Document text:
I have another similar kit house (without the basement) and a couple of years after I first decorated it, I took it apart and reduced the floors from three to two, making the ceiling heights of each floor 1/2 as high again as they had been. The final result of this work is the "Victorian House" which is a vast improvement over the original. Of course the windows in the front of the house were left at the wrong heights and I decided to leave the front that came with the kit off the house and use a clear covering. Basically, the house became a big box with a shelf in the middle and a clear front. I could have made that myself from scratch!
The moral of the story is that it's best to buy good quality houses with good dimensions in the first place or to make your own houses from scratch. Conesquently, although I was more or less satisfied with the house pictured above when I first decorated it, I was never thoroughly pleased with it. Then a few weeks ago I was walking past this house and suddenly saw, not a house, but an entire castle trying to break free! I could see the crenellations across the bottom of the roof, the front steps turned into a drawbridge (etc). At first I just said "well that's just plain crazy" and tried to ignore the idea, but like all the best crazy ideas, it refused to go away.

Short exercise 1: List every line of the records that contains the string "door", treating uppercase and lowercase letters as different.
The records that come next are unrelated to the passage about the kit house.

Available records:
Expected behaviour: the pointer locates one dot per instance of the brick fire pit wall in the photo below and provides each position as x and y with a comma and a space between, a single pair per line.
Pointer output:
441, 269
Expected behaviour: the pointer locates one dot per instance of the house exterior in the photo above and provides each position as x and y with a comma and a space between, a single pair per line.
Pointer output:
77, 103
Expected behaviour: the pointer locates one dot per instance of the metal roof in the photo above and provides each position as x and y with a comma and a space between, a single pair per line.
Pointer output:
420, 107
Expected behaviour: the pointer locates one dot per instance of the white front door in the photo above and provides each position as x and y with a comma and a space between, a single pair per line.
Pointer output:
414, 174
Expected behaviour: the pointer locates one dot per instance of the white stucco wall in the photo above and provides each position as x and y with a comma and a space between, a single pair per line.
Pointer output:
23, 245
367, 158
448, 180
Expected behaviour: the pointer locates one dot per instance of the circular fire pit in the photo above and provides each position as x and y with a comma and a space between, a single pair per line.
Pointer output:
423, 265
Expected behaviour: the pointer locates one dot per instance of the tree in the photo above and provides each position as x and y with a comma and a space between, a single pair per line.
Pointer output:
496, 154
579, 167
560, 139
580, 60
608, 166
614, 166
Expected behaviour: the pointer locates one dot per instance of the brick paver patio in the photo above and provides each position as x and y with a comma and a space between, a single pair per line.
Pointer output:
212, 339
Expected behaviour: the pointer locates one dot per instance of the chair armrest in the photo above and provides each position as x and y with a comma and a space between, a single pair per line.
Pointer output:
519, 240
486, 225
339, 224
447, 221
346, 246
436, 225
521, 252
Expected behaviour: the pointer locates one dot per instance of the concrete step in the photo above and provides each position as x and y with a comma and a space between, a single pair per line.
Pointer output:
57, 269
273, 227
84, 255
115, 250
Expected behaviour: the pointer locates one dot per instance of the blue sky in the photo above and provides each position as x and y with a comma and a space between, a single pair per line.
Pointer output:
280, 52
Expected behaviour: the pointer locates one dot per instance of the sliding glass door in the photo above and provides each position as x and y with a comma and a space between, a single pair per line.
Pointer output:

Short exercise 2: Continue the passage about the kit house from the point where it stops.

Task result 1:
Expected behaviour: the pointer locates one dot per instance of the white front door in the photo above and provides each position as x and y with a comma and a space between, a single pair per line.
Expected behaviour: the pointer locates one dot per instance of the sliding glass door in the photo above and provides each position as x and y with a comma and a space between, a single pair per line.

Task result 2:
Eventually I had to sit down and think it through properly. The bottom floor/basement could still be below ground level and house a kitchen, catacombes, a treasury, dragons cave or dungeon. The next floor up could be the Great Hall. The next floor would be removed to make the Great Hall double the height, allowing more light in and providing space for a gallery of some kind. The top floor could be the royal bedchamber. But what about a solar, armoury, still room, library, servants quaters and other castle type rooms? Not to mention, where were the staircases going to be? Soon, the idea had expanded from the original house to include an added tower housing these extra rooms. Typically, towers are taller than main buildings which will make the castle at least one metre tall and about 3/4 of a metre wide. At this point I stopped and said no, you can't possibly do this, it's too big and there will be no room to put it.
At around the same time I had the idea for a story set in a new fantasy world. Not surprisingly for a fantasy story, there was a castle that featured prominently - the home of the monarch. As you would expect in a castle it had a Great Hall, a dungeon, a sorcerer's library, catacombes, secret passages, etc. As the world and story began to develop, I looked again at the plans for the dollshouse castle and realised that Highcroft Castle, the home of the kings of Oronia, was in fact the same castle I had been planning to make. This then led to my knowing exactly what was going to be happening in the dollshouse castle's Great Hall - the coronation feast for the new queen, attended by all the different peoples of Oronia (including elves, fairies, centaurs, etc) just as it happens at the end of the story. It also gave me more definate ideas for a few other rooms too. This put the castle idea back on the table. Or rather on the floor as I am currently thinking that the castle should be designed to be floor-standing mainly on account of I don't have a cupboard or table large enough to accommodate it. Of course, I doubt I have enough floor left to accommodate it either, but I'll worry more about that later.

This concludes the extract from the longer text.